**Exercise material**
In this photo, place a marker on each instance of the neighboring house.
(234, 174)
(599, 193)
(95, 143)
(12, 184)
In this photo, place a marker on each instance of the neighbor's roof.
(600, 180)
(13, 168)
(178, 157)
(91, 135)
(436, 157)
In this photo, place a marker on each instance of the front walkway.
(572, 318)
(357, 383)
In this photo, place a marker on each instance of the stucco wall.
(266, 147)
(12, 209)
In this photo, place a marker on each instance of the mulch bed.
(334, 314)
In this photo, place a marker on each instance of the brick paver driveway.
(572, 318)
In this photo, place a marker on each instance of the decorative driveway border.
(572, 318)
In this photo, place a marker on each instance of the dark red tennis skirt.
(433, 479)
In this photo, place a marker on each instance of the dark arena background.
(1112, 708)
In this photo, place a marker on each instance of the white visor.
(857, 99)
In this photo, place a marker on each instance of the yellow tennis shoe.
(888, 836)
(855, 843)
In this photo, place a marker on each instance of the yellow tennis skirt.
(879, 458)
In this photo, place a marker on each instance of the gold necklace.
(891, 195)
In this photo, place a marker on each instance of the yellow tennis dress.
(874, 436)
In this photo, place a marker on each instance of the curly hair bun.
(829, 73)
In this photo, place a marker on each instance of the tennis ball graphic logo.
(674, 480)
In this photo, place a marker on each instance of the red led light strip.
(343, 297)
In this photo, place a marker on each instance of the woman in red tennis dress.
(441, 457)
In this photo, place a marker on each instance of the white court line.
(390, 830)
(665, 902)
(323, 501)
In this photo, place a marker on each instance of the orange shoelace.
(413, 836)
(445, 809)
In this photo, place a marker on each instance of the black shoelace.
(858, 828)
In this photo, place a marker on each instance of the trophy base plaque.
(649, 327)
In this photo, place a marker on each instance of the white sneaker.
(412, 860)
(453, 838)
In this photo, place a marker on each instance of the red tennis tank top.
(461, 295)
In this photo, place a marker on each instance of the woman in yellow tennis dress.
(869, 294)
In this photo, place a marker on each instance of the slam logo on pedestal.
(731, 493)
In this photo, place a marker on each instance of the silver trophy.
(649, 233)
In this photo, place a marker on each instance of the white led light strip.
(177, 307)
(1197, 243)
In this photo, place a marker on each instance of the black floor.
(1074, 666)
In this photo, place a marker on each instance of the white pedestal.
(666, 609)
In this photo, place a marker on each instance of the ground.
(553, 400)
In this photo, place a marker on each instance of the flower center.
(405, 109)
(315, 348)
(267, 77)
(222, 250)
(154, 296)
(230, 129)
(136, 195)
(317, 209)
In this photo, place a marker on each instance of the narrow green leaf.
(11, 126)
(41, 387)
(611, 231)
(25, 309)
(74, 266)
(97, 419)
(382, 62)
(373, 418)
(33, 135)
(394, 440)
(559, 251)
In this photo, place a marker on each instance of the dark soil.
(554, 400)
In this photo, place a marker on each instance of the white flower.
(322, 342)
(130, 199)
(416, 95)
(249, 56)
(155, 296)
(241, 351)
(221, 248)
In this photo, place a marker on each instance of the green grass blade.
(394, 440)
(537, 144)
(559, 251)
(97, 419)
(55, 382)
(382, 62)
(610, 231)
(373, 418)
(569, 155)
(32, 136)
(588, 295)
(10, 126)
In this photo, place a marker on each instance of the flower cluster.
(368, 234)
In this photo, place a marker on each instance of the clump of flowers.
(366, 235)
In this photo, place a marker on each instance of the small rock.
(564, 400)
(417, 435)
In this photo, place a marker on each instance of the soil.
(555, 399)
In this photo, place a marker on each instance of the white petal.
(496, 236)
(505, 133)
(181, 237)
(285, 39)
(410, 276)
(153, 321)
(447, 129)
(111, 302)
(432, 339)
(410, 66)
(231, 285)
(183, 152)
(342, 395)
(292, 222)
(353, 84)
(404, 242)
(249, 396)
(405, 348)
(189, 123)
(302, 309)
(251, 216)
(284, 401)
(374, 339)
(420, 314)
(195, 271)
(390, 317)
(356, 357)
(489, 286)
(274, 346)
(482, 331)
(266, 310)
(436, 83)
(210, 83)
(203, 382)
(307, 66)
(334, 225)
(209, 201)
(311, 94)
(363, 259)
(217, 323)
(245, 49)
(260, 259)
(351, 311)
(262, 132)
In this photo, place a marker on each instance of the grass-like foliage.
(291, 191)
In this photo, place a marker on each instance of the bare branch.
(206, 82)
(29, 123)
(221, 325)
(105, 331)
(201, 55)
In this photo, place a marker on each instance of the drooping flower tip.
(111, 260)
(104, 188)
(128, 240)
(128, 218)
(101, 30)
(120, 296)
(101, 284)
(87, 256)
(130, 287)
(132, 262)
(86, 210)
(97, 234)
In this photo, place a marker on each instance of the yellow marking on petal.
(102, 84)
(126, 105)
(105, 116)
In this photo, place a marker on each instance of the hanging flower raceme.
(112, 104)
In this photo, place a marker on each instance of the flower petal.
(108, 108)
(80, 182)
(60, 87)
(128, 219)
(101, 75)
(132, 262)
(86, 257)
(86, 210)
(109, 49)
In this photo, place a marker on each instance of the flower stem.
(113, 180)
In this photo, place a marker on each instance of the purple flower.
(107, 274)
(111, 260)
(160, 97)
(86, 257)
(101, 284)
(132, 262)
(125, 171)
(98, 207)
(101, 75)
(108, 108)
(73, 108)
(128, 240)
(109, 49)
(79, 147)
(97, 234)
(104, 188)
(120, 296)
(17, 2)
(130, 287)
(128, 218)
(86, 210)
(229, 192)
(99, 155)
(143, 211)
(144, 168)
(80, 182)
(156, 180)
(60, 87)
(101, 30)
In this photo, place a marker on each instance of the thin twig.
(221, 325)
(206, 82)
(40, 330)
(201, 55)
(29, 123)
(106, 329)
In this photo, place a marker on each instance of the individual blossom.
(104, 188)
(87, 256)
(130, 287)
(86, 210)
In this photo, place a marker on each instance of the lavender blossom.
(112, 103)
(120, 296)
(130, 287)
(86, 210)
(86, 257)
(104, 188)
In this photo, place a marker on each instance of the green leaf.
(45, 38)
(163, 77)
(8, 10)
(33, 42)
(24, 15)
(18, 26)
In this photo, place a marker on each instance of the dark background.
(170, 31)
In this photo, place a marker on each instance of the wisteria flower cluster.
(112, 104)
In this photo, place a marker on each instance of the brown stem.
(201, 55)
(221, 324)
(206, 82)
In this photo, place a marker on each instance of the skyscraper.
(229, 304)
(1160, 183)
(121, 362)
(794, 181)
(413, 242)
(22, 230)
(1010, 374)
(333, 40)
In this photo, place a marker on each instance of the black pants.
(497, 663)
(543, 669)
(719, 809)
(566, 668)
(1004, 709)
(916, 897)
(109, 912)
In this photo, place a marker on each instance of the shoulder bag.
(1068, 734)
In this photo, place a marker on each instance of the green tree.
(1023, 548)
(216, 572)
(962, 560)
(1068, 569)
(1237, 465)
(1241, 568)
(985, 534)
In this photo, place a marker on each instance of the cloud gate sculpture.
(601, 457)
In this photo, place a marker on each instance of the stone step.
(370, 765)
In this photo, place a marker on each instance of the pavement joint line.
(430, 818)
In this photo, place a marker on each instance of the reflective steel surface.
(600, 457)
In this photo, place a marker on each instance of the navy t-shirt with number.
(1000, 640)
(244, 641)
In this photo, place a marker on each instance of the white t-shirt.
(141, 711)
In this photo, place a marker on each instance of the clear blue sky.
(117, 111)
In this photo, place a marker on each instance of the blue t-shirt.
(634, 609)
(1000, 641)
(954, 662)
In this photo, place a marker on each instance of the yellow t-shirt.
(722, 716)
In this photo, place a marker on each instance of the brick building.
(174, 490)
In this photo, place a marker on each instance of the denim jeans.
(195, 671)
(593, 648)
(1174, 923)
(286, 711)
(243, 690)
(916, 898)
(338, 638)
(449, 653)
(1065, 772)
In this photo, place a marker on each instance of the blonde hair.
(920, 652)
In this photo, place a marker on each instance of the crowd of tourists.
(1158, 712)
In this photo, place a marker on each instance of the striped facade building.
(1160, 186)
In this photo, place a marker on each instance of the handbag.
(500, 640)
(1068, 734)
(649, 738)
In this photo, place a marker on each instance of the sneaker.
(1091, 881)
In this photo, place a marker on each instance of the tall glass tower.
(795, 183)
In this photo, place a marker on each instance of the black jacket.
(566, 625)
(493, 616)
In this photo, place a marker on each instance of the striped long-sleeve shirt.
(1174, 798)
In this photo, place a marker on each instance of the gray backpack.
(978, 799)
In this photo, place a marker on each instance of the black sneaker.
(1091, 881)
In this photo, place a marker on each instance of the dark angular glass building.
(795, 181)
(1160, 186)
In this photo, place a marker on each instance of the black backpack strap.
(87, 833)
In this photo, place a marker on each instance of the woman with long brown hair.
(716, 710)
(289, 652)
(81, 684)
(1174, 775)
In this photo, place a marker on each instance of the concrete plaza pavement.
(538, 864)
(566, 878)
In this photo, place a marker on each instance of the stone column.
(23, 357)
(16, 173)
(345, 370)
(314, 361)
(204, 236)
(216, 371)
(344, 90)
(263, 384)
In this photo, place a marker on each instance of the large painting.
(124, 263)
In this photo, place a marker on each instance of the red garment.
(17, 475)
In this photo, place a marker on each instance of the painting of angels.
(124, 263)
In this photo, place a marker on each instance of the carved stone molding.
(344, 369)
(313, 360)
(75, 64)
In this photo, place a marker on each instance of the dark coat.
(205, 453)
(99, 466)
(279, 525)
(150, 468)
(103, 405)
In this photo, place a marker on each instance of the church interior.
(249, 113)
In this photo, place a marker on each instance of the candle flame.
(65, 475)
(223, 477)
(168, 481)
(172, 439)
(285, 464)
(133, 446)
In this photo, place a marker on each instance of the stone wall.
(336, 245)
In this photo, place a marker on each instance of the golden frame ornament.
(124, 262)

**What is needed**
Only the lines from the one that contains "concrete plaza pavement." to the end of the entries above should be given again, exactly and in full.

**Expected answer**
In this photo, place a marker on each instance of the concrete plaza pavement.
(538, 864)
(566, 878)
In this photo, place a marker on each instance of the stone column.
(23, 357)
(16, 173)
(345, 370)
(314, 361)
(204, 236)
(216, 371)
(344, 90)
(263, 384)
In this photo, place a marker on each instance of the large painting.
(124, 263)
In this photo, place a marker on each instance of the red garment.
(17, 475)
In this photo, place a marker on each instance of the painting of angels.
(124, 263)
In this photo, place a marker on each instance of the carved stone molding.
(344, 369)
(313, 360)
(75, 64)
In this photo, place a marker on each instance of the dark coat.
(205, 453)
(99, 466)
(279, 525)
(150, 468)
(103, 405)
In this photo, place a marker on each instance of the church interior.
(249, 113)
In this photo, place a marker on each instance of the candle flame.
(65, 475)
(223, 477)
(168, 481)
(172, 439)
(285, 464)
(133, 446)
In this photo, place a marker on each instance of the stone wall.
(336, 245)
In this photo, place a marker on each instance of the golden frame ornament.
(124, 262)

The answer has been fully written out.